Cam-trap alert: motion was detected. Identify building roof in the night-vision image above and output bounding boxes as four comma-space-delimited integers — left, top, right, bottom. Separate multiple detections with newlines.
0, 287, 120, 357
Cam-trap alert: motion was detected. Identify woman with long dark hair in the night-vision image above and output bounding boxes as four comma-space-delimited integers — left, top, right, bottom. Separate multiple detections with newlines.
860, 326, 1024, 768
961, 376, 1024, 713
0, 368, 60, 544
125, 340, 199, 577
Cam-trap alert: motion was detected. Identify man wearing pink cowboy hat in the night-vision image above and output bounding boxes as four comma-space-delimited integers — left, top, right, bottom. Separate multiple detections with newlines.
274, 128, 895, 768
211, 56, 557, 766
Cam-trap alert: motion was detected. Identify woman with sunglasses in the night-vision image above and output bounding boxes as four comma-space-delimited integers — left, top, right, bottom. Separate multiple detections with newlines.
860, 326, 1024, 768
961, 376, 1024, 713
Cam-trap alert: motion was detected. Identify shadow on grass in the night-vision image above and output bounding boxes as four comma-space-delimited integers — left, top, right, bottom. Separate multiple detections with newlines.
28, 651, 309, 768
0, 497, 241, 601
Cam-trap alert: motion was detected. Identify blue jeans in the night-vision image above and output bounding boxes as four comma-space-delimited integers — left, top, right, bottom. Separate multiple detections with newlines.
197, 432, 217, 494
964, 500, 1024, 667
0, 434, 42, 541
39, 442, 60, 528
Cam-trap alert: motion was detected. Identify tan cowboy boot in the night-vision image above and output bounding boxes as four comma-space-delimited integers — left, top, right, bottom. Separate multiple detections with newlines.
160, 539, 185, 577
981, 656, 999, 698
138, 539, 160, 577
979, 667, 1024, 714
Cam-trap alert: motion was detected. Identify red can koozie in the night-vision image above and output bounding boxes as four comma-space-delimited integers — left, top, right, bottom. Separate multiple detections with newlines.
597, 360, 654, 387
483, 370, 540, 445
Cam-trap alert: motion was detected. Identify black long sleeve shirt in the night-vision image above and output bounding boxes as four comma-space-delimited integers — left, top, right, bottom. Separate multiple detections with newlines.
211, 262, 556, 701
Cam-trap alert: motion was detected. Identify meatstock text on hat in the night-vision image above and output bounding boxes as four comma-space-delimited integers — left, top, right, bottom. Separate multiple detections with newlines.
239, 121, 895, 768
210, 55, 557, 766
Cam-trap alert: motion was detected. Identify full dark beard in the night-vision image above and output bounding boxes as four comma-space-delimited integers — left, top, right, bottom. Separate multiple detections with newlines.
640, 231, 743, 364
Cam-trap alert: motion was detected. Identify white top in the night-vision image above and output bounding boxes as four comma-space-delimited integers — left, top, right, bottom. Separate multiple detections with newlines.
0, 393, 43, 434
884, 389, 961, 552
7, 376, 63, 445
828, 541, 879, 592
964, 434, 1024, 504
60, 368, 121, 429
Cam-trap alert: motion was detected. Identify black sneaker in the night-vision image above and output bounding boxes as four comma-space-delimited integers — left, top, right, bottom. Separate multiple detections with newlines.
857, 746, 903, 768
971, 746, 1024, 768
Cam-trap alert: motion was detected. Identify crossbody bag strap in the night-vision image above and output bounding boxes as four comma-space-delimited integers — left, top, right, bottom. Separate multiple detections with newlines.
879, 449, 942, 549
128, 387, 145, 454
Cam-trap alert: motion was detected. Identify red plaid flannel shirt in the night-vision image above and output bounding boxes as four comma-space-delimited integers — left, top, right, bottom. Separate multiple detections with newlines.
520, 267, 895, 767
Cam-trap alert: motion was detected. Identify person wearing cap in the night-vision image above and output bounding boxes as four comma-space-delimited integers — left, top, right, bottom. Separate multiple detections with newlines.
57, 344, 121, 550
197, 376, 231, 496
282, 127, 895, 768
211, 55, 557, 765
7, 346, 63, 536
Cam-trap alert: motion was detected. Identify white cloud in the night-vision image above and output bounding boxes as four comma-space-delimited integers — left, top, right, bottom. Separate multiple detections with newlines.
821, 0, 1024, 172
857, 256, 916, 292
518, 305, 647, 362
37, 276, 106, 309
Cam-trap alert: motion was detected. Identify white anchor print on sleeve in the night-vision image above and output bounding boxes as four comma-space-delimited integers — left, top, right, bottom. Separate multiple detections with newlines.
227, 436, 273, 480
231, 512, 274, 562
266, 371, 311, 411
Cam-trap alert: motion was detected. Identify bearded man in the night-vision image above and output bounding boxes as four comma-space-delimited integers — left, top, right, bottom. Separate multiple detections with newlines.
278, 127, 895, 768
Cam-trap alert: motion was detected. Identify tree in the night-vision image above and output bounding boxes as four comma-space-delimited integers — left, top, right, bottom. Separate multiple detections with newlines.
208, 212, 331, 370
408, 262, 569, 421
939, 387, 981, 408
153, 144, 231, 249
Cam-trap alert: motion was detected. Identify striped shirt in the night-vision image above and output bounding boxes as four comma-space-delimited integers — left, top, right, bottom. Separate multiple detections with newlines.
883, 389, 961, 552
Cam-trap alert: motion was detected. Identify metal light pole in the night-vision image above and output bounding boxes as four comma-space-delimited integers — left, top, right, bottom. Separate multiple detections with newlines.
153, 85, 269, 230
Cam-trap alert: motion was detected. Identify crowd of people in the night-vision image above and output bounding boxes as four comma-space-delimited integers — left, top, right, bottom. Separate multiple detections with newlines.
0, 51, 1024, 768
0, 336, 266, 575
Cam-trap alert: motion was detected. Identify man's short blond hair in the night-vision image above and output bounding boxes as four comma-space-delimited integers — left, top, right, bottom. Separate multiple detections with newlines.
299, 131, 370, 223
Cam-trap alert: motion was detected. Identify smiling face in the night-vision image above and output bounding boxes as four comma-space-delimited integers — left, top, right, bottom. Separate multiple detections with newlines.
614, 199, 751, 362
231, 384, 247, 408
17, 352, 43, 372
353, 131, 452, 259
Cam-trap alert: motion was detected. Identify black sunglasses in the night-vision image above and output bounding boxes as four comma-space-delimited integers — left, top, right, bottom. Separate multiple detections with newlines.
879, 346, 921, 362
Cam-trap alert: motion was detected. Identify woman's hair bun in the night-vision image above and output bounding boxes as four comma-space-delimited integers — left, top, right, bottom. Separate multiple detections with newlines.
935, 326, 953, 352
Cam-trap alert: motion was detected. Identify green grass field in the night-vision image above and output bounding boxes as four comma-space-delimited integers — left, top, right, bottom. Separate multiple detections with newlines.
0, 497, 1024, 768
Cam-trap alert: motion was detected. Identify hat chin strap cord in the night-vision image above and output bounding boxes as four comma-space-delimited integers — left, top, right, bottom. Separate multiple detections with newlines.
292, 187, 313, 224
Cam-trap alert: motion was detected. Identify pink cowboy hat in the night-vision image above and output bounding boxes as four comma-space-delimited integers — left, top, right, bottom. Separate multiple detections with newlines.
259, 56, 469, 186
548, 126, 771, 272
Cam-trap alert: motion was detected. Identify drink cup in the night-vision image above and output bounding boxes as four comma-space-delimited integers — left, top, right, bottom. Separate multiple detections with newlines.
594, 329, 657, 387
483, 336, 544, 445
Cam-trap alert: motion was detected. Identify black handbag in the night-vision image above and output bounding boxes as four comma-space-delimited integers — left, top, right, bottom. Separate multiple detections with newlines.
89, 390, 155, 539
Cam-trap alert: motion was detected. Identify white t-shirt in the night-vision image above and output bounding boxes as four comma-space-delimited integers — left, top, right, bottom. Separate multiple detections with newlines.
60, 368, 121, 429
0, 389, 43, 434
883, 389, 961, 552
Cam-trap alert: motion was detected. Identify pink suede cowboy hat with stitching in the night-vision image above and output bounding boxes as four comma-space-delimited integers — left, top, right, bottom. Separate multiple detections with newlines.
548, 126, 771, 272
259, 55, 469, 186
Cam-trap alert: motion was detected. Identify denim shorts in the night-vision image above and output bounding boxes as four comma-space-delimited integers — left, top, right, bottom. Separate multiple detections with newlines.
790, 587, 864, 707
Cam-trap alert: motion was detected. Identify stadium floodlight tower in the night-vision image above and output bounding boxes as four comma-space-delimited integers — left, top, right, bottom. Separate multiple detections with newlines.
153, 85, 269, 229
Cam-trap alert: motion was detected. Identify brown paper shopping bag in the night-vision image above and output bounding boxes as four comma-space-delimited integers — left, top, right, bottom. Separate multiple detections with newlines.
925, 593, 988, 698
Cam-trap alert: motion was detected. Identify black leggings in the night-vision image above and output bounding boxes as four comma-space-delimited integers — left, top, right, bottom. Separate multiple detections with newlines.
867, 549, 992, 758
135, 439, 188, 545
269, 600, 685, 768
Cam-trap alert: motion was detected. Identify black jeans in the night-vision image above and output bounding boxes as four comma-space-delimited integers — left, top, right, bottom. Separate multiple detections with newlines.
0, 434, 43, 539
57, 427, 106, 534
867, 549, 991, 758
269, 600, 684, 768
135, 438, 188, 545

- _Task statement_
Recast the records as a two-column CSV with the headers instruction and response, from the line that contains "Cam-trap alert: motion was detected. Identify brown" through the end of the records. Give one row for each record, with its text and its answer each in a single quoted field and line breaks turned into spaces.

- _Expected answer_
instruction,response
"Cam-trap alert: motion was detected. Identify brown paper shopping bag in the night-vision image above and output bounding boxes as four comma-space-delimited integers — left, top, right, bottom. Separate multiple detections with newlines.","925, 593, 988, 698"
"Cam-trap alert: motion was detected. Identify black leggings in the night-vision image above and output bounding boxes as four comma-space-delimited integers — left, top, right, bottom. Separate multiple detections with newlines.","867, 549, 992, 758 135, 439, 188, 545 269, 600, 685, 768"
"Cam-trap alert: motion was detected. Identify black jeans in the night-vision image above and output bounding boxes as four comma-space-delimited integers — left, top, right, bottom. Separate multiple detections with newlines.","0, 434, 43, 539 57, 427, 106, 534 867, 549, 991, 758 269, 600, 684, 768 135, 438, 188, 545"